* **Your objective**
Present the following entries again, word for word and in full.

* **Records for the exercise**
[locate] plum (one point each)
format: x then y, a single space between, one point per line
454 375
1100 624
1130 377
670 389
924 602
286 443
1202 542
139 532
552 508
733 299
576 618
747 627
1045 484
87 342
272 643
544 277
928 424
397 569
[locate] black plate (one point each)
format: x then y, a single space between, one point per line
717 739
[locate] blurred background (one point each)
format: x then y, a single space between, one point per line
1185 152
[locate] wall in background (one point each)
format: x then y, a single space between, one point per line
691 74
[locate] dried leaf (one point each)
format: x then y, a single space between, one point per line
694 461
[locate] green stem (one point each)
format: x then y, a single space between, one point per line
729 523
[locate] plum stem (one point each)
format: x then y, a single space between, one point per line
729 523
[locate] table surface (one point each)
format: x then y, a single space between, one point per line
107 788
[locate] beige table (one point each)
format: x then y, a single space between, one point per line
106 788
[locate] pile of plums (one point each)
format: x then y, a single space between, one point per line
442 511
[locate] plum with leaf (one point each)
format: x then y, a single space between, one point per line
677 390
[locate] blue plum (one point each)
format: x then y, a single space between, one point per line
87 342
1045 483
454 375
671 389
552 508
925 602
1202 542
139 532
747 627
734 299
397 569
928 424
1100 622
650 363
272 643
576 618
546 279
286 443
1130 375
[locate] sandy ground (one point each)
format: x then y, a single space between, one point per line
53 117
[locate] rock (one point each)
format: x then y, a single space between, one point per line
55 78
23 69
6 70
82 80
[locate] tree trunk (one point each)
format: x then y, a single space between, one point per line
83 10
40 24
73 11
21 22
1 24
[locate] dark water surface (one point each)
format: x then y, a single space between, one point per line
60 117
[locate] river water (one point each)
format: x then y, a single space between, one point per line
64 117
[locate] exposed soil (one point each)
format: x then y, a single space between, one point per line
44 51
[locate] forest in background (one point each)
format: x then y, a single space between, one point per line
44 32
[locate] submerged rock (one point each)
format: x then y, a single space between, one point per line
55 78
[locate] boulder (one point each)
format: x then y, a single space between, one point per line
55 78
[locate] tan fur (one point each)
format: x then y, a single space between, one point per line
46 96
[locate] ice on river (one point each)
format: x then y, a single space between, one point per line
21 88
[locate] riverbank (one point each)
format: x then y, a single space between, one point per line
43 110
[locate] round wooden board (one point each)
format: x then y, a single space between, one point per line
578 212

* **Answer for this exercise**
[locate] plum (one point each)
format: x then y, a single space between, one point per line
454 375
1100 624
1130 377
670 389
924 602
286 443
1202 542
139 532
552 508
733 299
576 618
747 627
1045 484
87 342
272 643
544 277
928 424
397 569
[locate] black plate (one point each)
format: x then y, a single space between, one point per line
717 739
[locate] blurred background (one point each)
format: x then y, a single space between, one point per line
1185 152
[locate] wall in background (one point each)
format: x then y, a single space between, one point per line
691 74
[locate] dried leaf (one point each)
format: x then y, a single space between, one point per line
694 461
[locate] green stem (one point each)
format: x then y, a single space between, one point per line
729 523
[locate] plum stem (one point each)
format: x then y, a single space between, one point per line
729 523
[locate] table surface (one point each)
format: x then y, a single space between, one point per line
107 788
[locate] beige table (one point each)
format: x then y, a single space between, one point per line
106 788
[locate] pile of plums (one point each)
format: x then y, a single space between, one point per line
442 511
[locate] plum with leaf (one point each)
format: x then y, a single space between, one point per line
677 390
[locate] blue plum (one point each)
format: x then y, a single space between, one point per line
87 342
1045 483
454 375
671 389
552 508
925 602
1202 542
139 532
747 627
734 299
397 569
928 424
1100 622
650 363
272 643
576 618
546 279
286 443
1130 375
[locate] sandy ground (one point each)
format: x then y, a single space between, one point per line
53 117
[locate] rock (one point each)
format: x then y, a single space between, one point per line
55 78
23 69
6 70
82 80
[locate] tree trunk (one point each)
format: x then y, a single space between, one point per line
83 10
40 24
73 11
21 22
1 24
[locate] dark water surface (one point each)
format: x then y, a single space between, one point per line
60 117
[locate] river water (one point each)
format: x then y, a single space between, one point per line
64 117
[locate] exposed soil (one point each)
format: x then y, a single space between, one point per line
44 51
[locate] forest in background (one point each)
format: x then y, a single space between, one point per line
44 32
[locate] submerged rock (one point each)
format: x then y, a single space between, one point per line
55 78
[locate] boulder (one point each)
format: x then y, a single space between, one point per line
55 78
[locate] tan fur (one point each)
format: x then y, a single space between, one point per line
46 96
[locate] ice on river (one point each)
format: x then y, a single space between, one point per line
21 88
[locate] riverbank (one point each)
format: x then y, a single space between, one point per line
43 110
[locate] round wooden board (one point each)
format: x then y, a single space between, one point per line
578 212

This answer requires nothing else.